**Exercise task:**
Copy each of the following items line by line, with no changes.

**Point-based annotation data:**
━━━━━━

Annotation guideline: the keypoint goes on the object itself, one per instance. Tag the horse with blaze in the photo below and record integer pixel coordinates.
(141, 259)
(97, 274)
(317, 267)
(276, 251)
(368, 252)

━━━━━━

**Finished exercise:**
Annotation guideline: the keypoint goes on the object itself, one per instance. Tag the horse with blaze in the photo below and record integer pixel coordinates.
(141, 259)
(97, 274)
(317, 267)
(276, 251)
(368, 252)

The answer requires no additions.